_Text provided_:
Minister of Finance
- In office 2 March 2013 – 2 April 2013
- President: Nicos Anastasiades
- Preceded by: Vassos Shiarly
- Succeeded by: Harris Georgiades
- In office 31 August 2005 – 28 February 2008
- President: Tassos Papadopoulos
- Preceded by: Makis Keravnos
- Succeeded by: Charilaos Stavrakis

Personal details
- Born: 14 April 1946 (age 79) Nicosia, Cyprus
- Profession: Economist, politician

= Michael Sarris =

Michael Sarris (Μιχάλης Σαρρής; born 14 April 1946) is a Greek Cypriot economist and politician. He earned his B.Sc. in Economics at the London School of Economics & Political Science (LSE). He later continued his studies in the United States where he obtained his Doctorate in Economics at Wayne State University.

==Career==

In 1972, he joined the research department of the Central Bank of Cyprus. In early 1974, he moved to the Bank of Cyprus to work in planning and project analysis. His international career took off in 1975 when Sarris was employed by the World Bank. In the course of his career, his work covered a broad range of sectors in Africa, Latin America and East Asia. His duties included supervision of the design of the overall country strategies of the Bank, the provision of advice on policy issues for economic and social development, the elaboration of programmes for structural adjustments and the development of economic policy dialogue between the Bank and the national authorities of countries seeking World Bank assistance. At the end of 2004, he retired from the World Bank as Department Director.

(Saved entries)
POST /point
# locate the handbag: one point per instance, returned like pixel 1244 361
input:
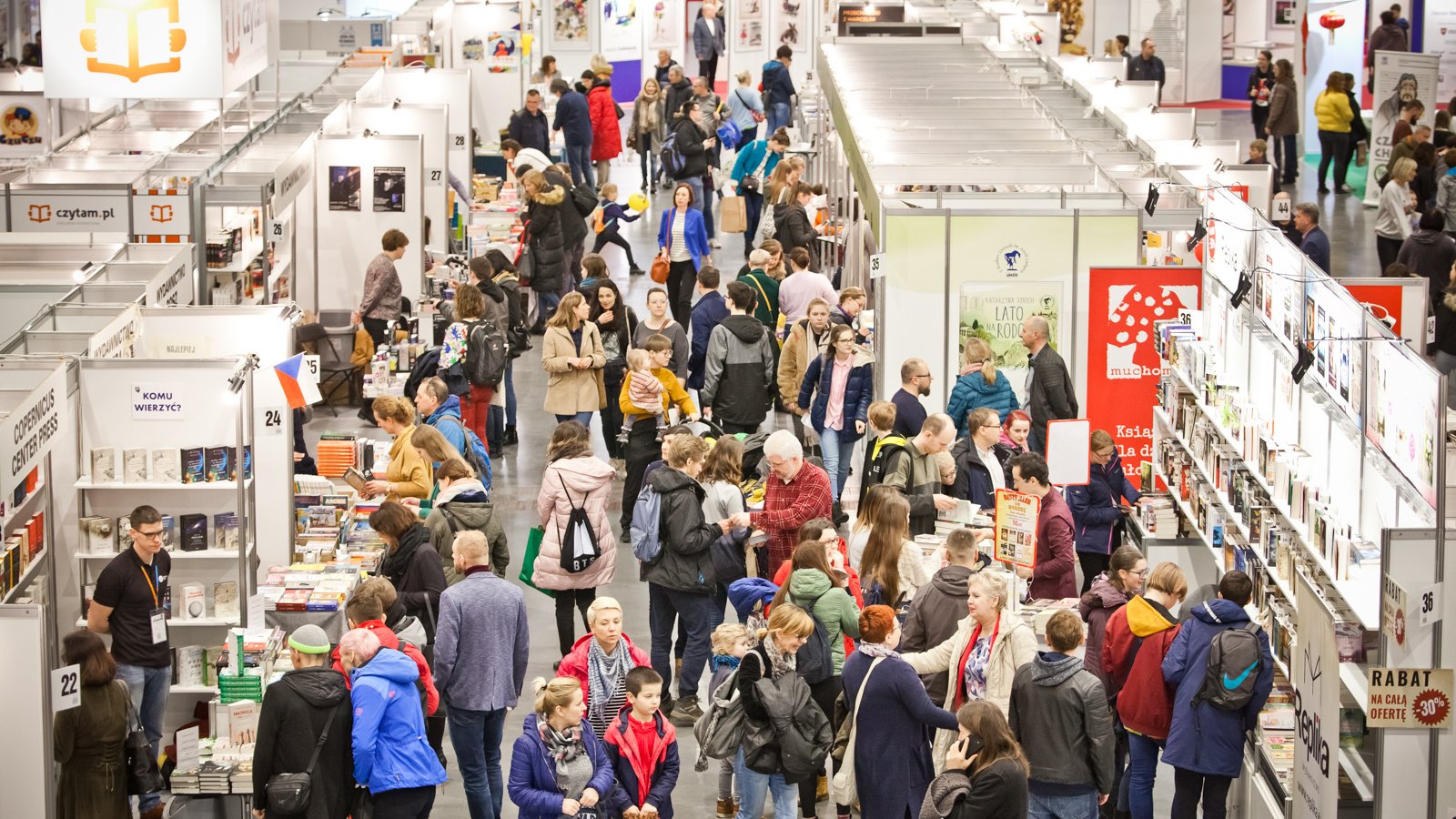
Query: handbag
pixel 143 775
pixel 533 550
pixel 579 542
pixel 288 793
pixel 846 790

_What to work on_:
1 > The Michael Sarris biography says his international career took off in 1975. What reason does the text give for that?
2 > Answer these questions using the Michael Sarris biography:
(a) Who was President during Sarris's 2013 term as Minister of Finance?
(b) At which university did he obtain his Doctorate in Economics?
(c) What position did he hold when he retired from the World Bank at the end of 2004?
3 > Pick up the Michael Sarris biography after its final sentence and carry it forward.

_Task answers_:
1 > His international career began in 1975 because that was when the World Bank employed him. His work there went on to cover a broad range of sectors in Africa, Latin America and East Asia.

2 >
(a) Nicos Anastasiades
(b) Wayne State University, in the United States
(c) Department Director

3 >
In September 2005, President Tassos Papadopoulos appointed Sarris Minister of Finance, a position he held until the change of government in March 2008.

===Change of currency===
During Sarris' first tenure as Minister of Finance, Cyprus prepared for and introduced the euro as its national currency. An aggressive austerity programme helped turn a fiscal deficit of 6.3% in 2003 into a surplus of 1.2% in 2008, and reduced inflation to 4.7%.

Sarris on Cyprus' entry to the eurozone:

"The Cypriot Pound, which has been legal tender since 1960, will cease to exist and will be replaced by the common European currency. This is a fundamental, albeit natural, change for a small economy, brought about by Cyprus’ accession to the EU in 2004. The economy can reap important benefits from its participation in the single currency area, although it will face significant challenges. Everyone must play its [sic] role in this important journey, the government and the Central Bank, businesses, workers, and consumers."

===Cypriot financial crisis===

In 2012, between January and August, Michael Sarris took a more active role in the recovery of Cyprus Popular Bank. Cyprus Popular Bank made unwise investments in Greece and urgently needed €1.8 billion ($2.25 billion) in bailout money in 2012.

Sarris was reappointed Minister of Finance by President Nicos Anastasiades on 28 February 2013. He resigned on 2 April after completing talks on a controversial bailout package for Cyprus.

==Allegations of inappropriate behaviour==
On 15 October 2011, Sarris was accused by the internationally unrecognized entity of Northern Cyprus of inappropriate behaviour and was detained for three days. No inappropriate behavior was ever proven by Northern Cyprus, where homosexuality is still illegal. Northern Cyprus had previously made similar allegations.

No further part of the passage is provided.